# START OF Given passage
Seeking tutorials and information on load-balancing between threads

Seeking tutorials and information on load-balancing between threads - multithreading

I know the term "Load Balancing" can be very broad, but the subject I'm trying to explain is more specific, and I don't know the proper terminology. What I'm building is a set of Server/Client applications. The server needs to be able to handle a massive amount of data transfer, as well as client connections, so I started looking into multi-threading.
There's essentially 3 ways I can see implementing any sort of threading for the server...
One thread handling all requests (defeats the purpose of a thread if 500 clients are logged in)
One thread per user (which is risky to create 1 thread for each of the 500 clients)
Pool of threads which divide the work evenly for any number of clients (What I'm seeking)
The third one is what I'd like to know. This consists of a setup like this:
Maximum 250 threads running at once
500 clients will not create 500 threads, but share the 250
A Queue of requests will be pending to be passed into a thread
A thread is not tied down to a client, and vice-versa
Server decides which thread to send a request to based on activity (load balance)
I'm currently not seeking any code quite yet, but information on how a setup like this works, and preferably a tutorial to accomplish this in Delphi (XE2). Even a proper word or name to put on this subject would be sufficient so I can do the searching myself.
EDIT
I found it necessary to explain a little about what this will be used for. I will be streaming both commands and images, there will be a double-socket setup where there's one "Main Command Socket" and another "Add-on Image Streaming Socket". So really one connection is 2 socket connections.
Each connection to the server's main socket creates (or re-uses) an object representing all the data needed for that connection, including threads, images, settings, etc. For every connection to the main socket, a streaming socket is also connected. It's not always streaming images, but the command socket is always ready.
The point is that I already have a threading mechanism in my current setup (1 thread per session object) and I'd like to shift that over to a pool-like multithreading environment. The two connections together require a higher-level control over these threads, and I can't rely on something like Indy to keep these synchronized, I'd rather know how things are working than to learn to trust something else to do the work for me.

IOCP server. It's the only high-performance solution. It's essentially asynchronous in user mode, ('overlapped I/O in M$-speak), a pool of threads issue WSARecv, WSASend, AcceptEx calls and then all wait on an IOCP queue for completion records. When something useful happens, a kernel threadpool performs the actual I/O and then queues up the completion records.
You need at least a buffer class and socket class, (and probably others for high-performance - objectPool and pooledObject classes so you can make socket and buffer pools).

500 threads may not be an issue on a server class computer. A blocking TCP thread doesn't do much while it's waiting for the server to respond.
There's nothing stopping you from creating some type of work queue on the server side, served by a limited size pool of threads. A simple thread-safe TList works great as a queue, and you can easily put a message handler on each server thread for notifications.
Still, at some point you may have too much work, or too many threads, for the server to handle. This is usually handled by adding another application server.
# END OF Given passage
# START OF Entries shown
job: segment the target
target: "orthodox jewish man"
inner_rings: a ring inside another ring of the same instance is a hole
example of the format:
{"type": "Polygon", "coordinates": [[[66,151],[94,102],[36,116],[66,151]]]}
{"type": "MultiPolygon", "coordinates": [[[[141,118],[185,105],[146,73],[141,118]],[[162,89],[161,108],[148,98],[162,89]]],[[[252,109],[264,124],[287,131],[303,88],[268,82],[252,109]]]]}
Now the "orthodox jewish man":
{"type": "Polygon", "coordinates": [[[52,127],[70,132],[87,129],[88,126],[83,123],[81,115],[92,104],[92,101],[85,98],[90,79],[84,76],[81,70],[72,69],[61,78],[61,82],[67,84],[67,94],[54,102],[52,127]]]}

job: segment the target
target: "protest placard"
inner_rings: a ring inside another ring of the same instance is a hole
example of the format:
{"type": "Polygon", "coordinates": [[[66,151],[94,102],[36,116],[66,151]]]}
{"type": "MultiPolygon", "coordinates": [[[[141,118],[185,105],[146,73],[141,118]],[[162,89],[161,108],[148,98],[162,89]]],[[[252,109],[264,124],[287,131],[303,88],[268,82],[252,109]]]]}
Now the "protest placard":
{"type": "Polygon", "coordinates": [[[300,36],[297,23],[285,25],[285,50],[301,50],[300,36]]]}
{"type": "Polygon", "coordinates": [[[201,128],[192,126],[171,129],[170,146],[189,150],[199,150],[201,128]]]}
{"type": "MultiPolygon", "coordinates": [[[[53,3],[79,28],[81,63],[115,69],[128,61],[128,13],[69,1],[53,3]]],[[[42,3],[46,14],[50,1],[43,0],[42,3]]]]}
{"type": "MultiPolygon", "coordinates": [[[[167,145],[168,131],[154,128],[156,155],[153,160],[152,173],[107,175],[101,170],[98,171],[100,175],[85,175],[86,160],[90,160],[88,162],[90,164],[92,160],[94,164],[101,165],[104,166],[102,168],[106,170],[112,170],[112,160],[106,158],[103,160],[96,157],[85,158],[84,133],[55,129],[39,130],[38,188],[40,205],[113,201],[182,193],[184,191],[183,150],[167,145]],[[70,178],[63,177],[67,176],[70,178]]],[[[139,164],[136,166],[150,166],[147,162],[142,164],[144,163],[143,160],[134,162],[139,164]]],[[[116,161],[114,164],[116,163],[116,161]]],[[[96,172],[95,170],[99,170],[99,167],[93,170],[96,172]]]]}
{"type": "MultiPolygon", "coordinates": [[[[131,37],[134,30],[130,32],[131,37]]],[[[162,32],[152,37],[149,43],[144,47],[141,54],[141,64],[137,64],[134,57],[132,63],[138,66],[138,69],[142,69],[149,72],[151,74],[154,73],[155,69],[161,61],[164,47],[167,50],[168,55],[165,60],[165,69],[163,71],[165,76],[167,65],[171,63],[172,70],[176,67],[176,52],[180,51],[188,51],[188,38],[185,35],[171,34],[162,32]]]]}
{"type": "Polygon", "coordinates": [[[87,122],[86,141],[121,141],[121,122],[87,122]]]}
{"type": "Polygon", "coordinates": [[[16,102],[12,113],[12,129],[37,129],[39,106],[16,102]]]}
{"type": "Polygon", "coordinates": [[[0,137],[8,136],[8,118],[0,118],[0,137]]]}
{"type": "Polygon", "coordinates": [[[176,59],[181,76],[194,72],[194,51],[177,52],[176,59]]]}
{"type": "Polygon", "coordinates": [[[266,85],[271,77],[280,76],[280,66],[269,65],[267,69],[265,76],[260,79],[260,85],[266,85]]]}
# END OF Entries shown
Challenges:
1) Copy word for word everything in the load-balancing discussion from "I'm currently not" down to "the searching myself.".
2) Going by the load-balancing discussion, mark each statement yes or no, and back each one with the deciding words quoted from it: (a) The asker wants no more than 250 threads running at once. (b) The asker wants code right away. (c) One reply says a simple thread-safe TList can serve as a queue.
3) Go on with the load-balancing discussion, picking up right after its last sentence.

Responses for each task:
1)
I'm currently not seeking any code quite yet, but information on how a setup like this works, and preferably a tutorial to accomplish this in Delphi (XE2). Even a proper word or name to put on this subject would be sufficient so I can do the searching myself.

2)
(a) Yes: "Maximum 250 threads running at once"
(b) No: "I'm currently not seeking any code quite yet"
(c) Yes: "A simple thread-safe TList works great as a queue"

3)
To ensure scalability, code for the idea of multiple servers, and you can keep scaling by adding hardware.
There may be some reason to limit the number of actual work threads, such as limiting lock contention on a database, or something similar, however, in general, you distribute work by adding threads, and let the hardware (CPU, redirector, switch, NAS, etc.) schedule the load.

Your implementation is completely tied to the communications components you use. If you use Indy, or anything based on Indy, it is one thread per connection - period! There is no way to change this. Indy will scale to 100's of connections, but not 1000's. Your best hope to use thread pools with your communications components is IOCP, but here your choices are limited by the lack of third-party components. I have done all the investigation before and you can see my question at stackoverflow.com/questions/7150093/scalable-delphi-tcp-server-implementation.
I have a fully working distributed development framework (threading and comms) that has been used in production for over 3 years now across more than a half-dozen separate systems and basically covers everything you have asked so far. The code can be found on the web as well.

Related

Thread in an event-driven vs non-event driven web server

The following two diagrams are my understanding on how threads work in a event-driven web server (like Node.js + JavaScript) compared to a non-event driven web server (like IIS + C#)
From the diagram is easy to tell that on a traditional web server the number of threads used to perform 3 long running operations is larger than on a event-driven web server (3 vs 1.)
I think I got the "traditional web server" counts correct (3) but I wonder about the event-driven one (1). Here are my questions:
Is it correct to assume that only one thread was used in the event-driven scenario? That can't be correct, something must have been created to handle the I/O tasks. Right?
How did the evented server handled the I/O? Let's say that the I/O was to read from a database. I suspect that the web server had to create a thread to hand off the job of connecting to the database? Right?
If the event-driven web server indeed created threads to handle the I/O where is the gain?
A possible explanation for my confusion could be that on both scenarios, traditional and event-driven, three separate threads were indeed created to handle the I/O (not shown in the pictures) but the difference is really on the number of threads on the web server per-se, not on the I/O threads. Is that accurate?

Node may use threads for IO. The JS code runs in a single thread, but all the IO requests are running in parallel threads. If you want some JS code to run in parallel threads, use thread-a-gogo or some other packages out there which mitigate that behaviour.
Same as 1., threads are created by Node for IO operations.
You don't have to handle threading, unless you want to. Easier to develop. At least that's my point of view.
A node application can be coded to run like another web server. Typically, JS code runs in a single thread, but there are ways to make it behave differently.
Personally, I recommend threads-a-gogo (the package name isn't that revealing, but it is easy to use) if you want to experiment with threads. It's faster.
Node also supports multiple processes, you may run a completely separate process if you also want to try that out.

The best way to picture NodeJS is like a furious squirrel (i.e. your thread) running in a wheel with an infinite number of pigeons (your I/O) available to pass messages around.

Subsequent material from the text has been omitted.